● **What to do**
Please copy out all of the data below, line for line and without changing a character.

====== Data to process

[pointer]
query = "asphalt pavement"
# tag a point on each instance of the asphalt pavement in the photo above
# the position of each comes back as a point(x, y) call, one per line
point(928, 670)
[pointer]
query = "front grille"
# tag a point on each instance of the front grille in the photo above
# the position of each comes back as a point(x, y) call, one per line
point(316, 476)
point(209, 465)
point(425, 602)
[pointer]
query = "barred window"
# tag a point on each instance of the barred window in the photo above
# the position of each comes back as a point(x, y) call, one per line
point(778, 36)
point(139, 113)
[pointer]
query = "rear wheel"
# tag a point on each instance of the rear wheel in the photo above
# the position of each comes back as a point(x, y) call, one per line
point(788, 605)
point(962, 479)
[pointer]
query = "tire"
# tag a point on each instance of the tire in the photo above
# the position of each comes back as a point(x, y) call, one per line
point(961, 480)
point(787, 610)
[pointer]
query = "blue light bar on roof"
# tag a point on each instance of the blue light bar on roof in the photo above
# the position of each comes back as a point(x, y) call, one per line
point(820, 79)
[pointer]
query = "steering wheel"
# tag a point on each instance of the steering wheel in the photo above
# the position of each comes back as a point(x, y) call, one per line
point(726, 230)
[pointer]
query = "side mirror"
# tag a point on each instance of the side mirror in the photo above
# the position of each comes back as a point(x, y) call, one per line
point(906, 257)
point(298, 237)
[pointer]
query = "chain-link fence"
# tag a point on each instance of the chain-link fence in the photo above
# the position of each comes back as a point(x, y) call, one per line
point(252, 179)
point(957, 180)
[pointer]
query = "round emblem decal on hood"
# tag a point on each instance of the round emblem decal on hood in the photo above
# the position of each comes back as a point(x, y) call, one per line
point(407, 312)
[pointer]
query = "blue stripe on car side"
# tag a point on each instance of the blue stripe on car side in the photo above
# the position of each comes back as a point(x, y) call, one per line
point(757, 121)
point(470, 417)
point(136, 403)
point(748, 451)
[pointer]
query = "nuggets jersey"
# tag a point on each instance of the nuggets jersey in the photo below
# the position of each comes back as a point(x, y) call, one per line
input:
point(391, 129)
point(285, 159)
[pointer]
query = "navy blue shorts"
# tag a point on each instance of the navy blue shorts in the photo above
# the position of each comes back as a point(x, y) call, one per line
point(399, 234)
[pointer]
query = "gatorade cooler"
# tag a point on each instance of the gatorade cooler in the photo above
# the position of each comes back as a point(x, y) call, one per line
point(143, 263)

============

● **Finished answer**
[pointer]
query = "asphalt pavement"
# tag a point on each instance of the asphalt pavement in the photo above
# the position of each comes back as a point(x, y) call, one per line
point(928, 670)
[pointer]
query = "front grille"
# tag a point on each instance of the front grille in the photo above
# the position of each comes back as a point(x, y) call, one per line
point(316, 476)
point(209, 465)
point(425, 602)
[pointer]
query = "barred window"
# tag a point on each instance of the barred window in the photo above
# the position of each comes back as a point(x, y) call, one per line
point(778, 36)
point(139, 113)
[pointer]
query = "rear wheel"
# tag a point on each instance of the rear wheel in the photo above
# the position of each comes back as a point(x, y) call, one per line
point(788, 605)
point(962, 479)
[pointer]
query = "tire"
# tag a point on each instance of the tire in the photo above
# the position of each comes back as a point(x, y) call, one per line
point(961, 480)
point(787, 610)
[pointer]
query = "blue light bar on roof"
# tag a point on each instance of the blue light bar on roof in the photo above
# the position of each comes back as a point(x, y) call, one per line
point(820, 79)
[pointer]
query = "steering wheel"
# tag a point on each instance of the steering wheel in the photo above
# the position of each comes back as a point(x, y) call, one per line
point(726, 230)
[pointer]
query = "side mirror"
# tag a point on each instance of the side mirror in the photo above
# the position of each comes back as a point(x, y) call, one per line
point(906, 257)
point(298, 237)
[pointer]
query = "chain-link fence"
# tag a point on each instance of the chain-link fence in the photo above
# the position of each comes back as a point(x, y) call, one per line
point(252, 179)
point(957, 180)
[pointer]
query = "round emblem decal on hood"
# tag a point on each instance of the round emblem decal on hood in the photo above
# the position of each comes back as a point(x, y) call, one per line
point(407, 312)
[pointer]
query = "blue stripe on car side"
# tag a point on each instance of the blue stripe on car side in the photo above
# the position of each comes back as a point(x, y) call, one per line
point(757, 121)
point(470, 417)
point(136, 403)
point(748, 451)
[pointer]
query = "nuggets jersey"
# tag a point on each instance of the nuggets jersey in the photo below
# the position of each comes back as a point(x, y) call, one per line
input:
point(391, 129)
point(285, 159)
[pointer]
query = "navy blue shorts"
# tag a point on each instance of the navy blue shorts in the photo above
# the position of each comes back as a point(x, y) call, one per line
point(399, 234)
[pointer]
query = "gatorade cooler"
# tag a point on each instance of the gatorade cooler in the photo above
# the position of each comes back as a point(x, y) call, one per line
point(143, 263)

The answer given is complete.